Firstly, I am proud to present the reissued covers for Scarab Path and Sea Watch courtesy of Alan Brooks:
I'm particularly proud, in a bizarre kind of way, of the Sea Watch one, not because it looks vaguely like me, although that was a weird coincidence, but because I kid myself that I can see there some trace the piece of concept art that I pitched over. I did quite a bit of insect-kinden concept art, much of which will never see the light of day for being what we artists technically refer to as "awful." However, my sketch of Nemoctes came out just about acceptably, and I leave it for you to judge whether it has in some small way been immortalised by Mr Brooks:
No Picture of Che. I cannot draw Che.
What's that?
OK, you twisted my arm. Here's Che, or at least living proof that I can, in fact, not draw her.
Anyway, let's just leave it that it's just as well I'm not trying to make a living doing that, or just one day job to pay the rent might not be enough.

TASK INSTRUCTIONS:
[1] Duplicate the cover post word for word, starting with "Firstly, I am" and going on through "What's that?".
[2] List every proper name that appears in the cover post, giving each one once.
The items have nothing to do with the cover post.

RECORD EXCERPTS:

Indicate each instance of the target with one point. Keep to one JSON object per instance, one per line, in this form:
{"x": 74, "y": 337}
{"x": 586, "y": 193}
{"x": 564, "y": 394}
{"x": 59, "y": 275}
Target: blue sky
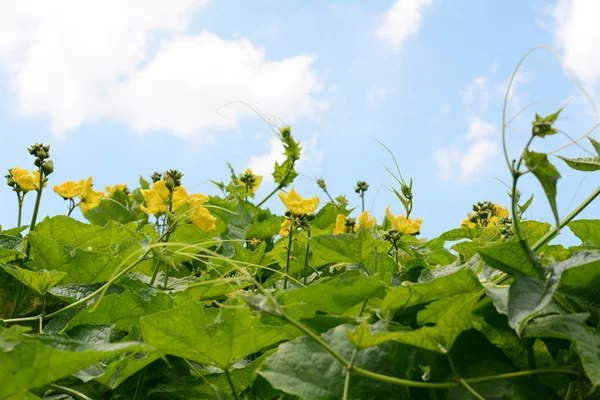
{"x": 123, "y": 90}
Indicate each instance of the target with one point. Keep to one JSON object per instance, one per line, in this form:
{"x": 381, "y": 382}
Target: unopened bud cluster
{"x": 172, "y": 179}
{"x": 361, "y": 187}
{"x": 42, "y": 153}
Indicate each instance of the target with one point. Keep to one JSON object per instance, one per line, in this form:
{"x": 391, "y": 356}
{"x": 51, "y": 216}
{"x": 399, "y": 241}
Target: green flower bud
{"x": 48, "y": 167}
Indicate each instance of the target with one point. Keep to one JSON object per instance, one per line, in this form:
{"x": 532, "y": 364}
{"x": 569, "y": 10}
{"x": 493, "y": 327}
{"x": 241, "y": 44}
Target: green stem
{"x": 282, "y": 184}
{"x": 235, "y": 396}
{"x": 17, "y": 307}
{"x": 306, "y": 255}
{"x": 287, "y": 260}
{"x": 140, "y": 384}
{"x": 35, "y": 209}
{"x": 102, "y": 288}
{"x": 20, "y": 200}
{"x": 70, "y": 391}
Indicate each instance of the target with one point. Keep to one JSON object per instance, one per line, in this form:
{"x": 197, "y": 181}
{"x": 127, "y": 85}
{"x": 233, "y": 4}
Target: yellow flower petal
{"x": 161, "y": 189}
{"x": 367, "y": 222}
{"x": 112, "y": 189}
{"x": 89, "y": 197}
{"x": 180, "y": 197}
{"x": 284, "y": 230}
{"x": 402, "y": 224}
{"x": 297, "y": 205}
{"x": 69, "y": 189}
{"x": 23, "y": 178}
{"x": 202, "y": 219}
{"x": 340, "y": 225}
{"x": 155, "y": 204}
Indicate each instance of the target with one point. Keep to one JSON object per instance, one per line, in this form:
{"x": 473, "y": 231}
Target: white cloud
{"x": 447, "y": 159}
{"x": 402, "y": 21}
{"x": 310, "y": 160}
{"x": 577, "y": 33}
{"x": 475, "y": 157}
{"x": 480, "y": 129}
{"x": 376, "y": 95}
{"x": 75, "y": 61}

ANSWERS PER TASK:
[1]
Firstly, I am proud to present the reissued covers for Scarab Path and Sea Watch courtesy of Alan Brooks:
I'm particularly proud, in a bizarre kind of way, of the Sea Watch one, not because it looks vaguely like me, although that was a weird coincidence, but because I kid myself that I can see there some trace the piece of concept art that I pitched over. I did quite a bit of insect-kinden concept art, much of which will never see the light of day for being what we artists technically refer to as "awful." However, my sketch of Nemoctes came out just about acceptably, and I leave it for you to judge whether it has in some small way been immortalised by Mr Brooks:
No Picture of Che. I cannot draw Che.
What's that?

[2]
Scarab Path
Sea Watch
Alan Brooks
Nemoctes
Che